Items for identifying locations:

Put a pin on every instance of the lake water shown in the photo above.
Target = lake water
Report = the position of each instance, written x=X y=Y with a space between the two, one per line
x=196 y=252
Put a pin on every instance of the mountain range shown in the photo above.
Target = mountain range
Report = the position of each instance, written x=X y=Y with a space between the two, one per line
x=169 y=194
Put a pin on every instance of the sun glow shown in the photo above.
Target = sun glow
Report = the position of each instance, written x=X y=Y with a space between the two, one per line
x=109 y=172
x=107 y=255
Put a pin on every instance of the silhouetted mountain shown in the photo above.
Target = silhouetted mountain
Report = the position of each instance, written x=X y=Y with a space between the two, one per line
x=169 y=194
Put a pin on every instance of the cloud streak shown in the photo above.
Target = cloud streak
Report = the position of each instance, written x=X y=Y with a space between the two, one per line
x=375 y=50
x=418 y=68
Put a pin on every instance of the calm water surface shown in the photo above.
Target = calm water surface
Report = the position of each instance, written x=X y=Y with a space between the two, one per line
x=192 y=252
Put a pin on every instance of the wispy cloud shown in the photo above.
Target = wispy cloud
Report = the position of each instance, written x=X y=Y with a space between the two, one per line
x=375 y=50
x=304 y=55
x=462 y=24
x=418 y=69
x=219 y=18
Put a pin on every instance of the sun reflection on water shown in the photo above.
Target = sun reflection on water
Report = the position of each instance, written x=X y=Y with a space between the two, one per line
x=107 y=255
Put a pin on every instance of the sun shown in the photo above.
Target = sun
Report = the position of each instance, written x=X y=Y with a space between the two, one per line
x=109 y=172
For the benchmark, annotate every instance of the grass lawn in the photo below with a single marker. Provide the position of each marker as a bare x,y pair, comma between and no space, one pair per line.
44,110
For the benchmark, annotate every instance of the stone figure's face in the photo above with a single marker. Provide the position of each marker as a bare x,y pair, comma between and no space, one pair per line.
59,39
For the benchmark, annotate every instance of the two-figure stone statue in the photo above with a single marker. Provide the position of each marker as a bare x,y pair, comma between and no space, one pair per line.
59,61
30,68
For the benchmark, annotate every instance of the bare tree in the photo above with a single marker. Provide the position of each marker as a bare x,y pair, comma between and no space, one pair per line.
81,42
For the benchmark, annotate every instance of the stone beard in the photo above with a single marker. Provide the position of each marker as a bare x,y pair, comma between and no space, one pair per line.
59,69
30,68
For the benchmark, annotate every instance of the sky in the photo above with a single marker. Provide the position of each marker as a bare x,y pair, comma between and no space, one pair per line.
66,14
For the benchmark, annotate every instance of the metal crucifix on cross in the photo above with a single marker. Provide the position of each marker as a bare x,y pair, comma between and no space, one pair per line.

▸ **PROMPT**:
Arrange every line of the records above as a JSON list of strings, one string per line, leaving out any blank lines.

▸ **COMPLETE RESPONSE**:
[
  "Put a pin on every instance of the lake water shown in the photo above.",
  "Target = lake water",
  "Report = the position of each instance, written x=X y=Y with a space between the two, one per line",
  "x=196 y=252",
  "Put a pin on every instance of the mountain range shown in the photo above.",
  "Target = mountain range",
  "Report = the position of each instance, written x=X y=Y with a space between the two, one per line",
  "x=169 y=194",
  "Put a pin on every instance of the sun glow shown in the photo above.",
  "Target = sun glow",
  "Report = the position of each instance, written x=X y=Y with a space between the two, one per line",
  "x=109 y=172",
  "x=107 y=255",
  "Put a pin on every instance of the silhouetted mountain shown in the photo above.",
  "Target = silhouetted mountain",
  "Report = the position of each instance, written x=X y=Y with a space between the two, one per line",
  "x=169 y=194",
  "Put a pin on every instance of the cloud streak shown in the photo above.",
  "Target = cloud streak",
  "Report = the position of each instance, written x=X y=Y with a space between the two, one per line",
  "x=375 y=50",
  "x=418 y=68",
  "Put a pin on every instance of the calm water surface shown in the photo above.",
  "Target = calm water surface",
  "Report = the position of each instance, written x=X y=Y with a space between the two, one per line",
  "x=192 y=252",
  "Put a pin on every instance of the wispy cloud shown in the photo above.",
  "Target = wispy cloud",
  "Report = the position of each instance, written x=X y=Y with a space between the two, one per line",
  "x=375 y=50",
  "x=304 y=55",
  "x=462 y=24",
  "x=418 y=69",
  "x=219 y=18",
  "Put a pin on every instance of the sun reflection on water shown in the photo above.",
  "Target = sun reflection on water",
  "Report = the position of each instance, written x=X y=Y with a space between the two, one per line",
  "x=107 y=255",
  "Put a pin on every instance of the sun shown in the photo above.",
  "Target = sun",
  "Report = the position of each instance, written x=X y=Y with a space between the two, one per line",
  "x=109 y=172",
  "For the benchmark, annotate every instance of the grass lawn in the photo below with a single marker. Provide the position of each marker as a bare x,y pair, comma between and no space, one pair per line.",
  "44,110",
  "For the benchmark, annotate every instance of the stone figure's face in the photo above with a single marker. Provide the position of each marker as a bare x,y pair, comma between and no space, one pair per line.",
  "59,39",
  "For the benchmark, annotate every instance of the two-figure stone statue in the photo above with a single marker. Provide the position of each marker as a bare x,y pair, comma between and no space, one pair per line.",
  "59,61",
  "30,68",
  "For the benchmark, annotate every instance of the bare tree in the photo above with a single marker. Provide the position of each marker as a bare x,y pair, comma between and no space, one pair per line.",
  "81,42",
  "For the benchmark, annotate every instance of the stone beard in the photo above with a single marker. Provide the position of each marker as a bare x,y pair, comma between and no space, one pair per line.",
  "59,69",
  "30,68",
  "For the benchmark, annotate every instance of the sky in the photo above with a single marker. Provide the position of each marker as a bare x,y pair, comma between and no space, one pair per line.",
  "66,14",
  "For the benchmark, annotate every instance of the metal crucifix on cross in the photo above with a single marker. Provide the position of each marker as a bare x,y pair, comma between and no space, one pair per line."
]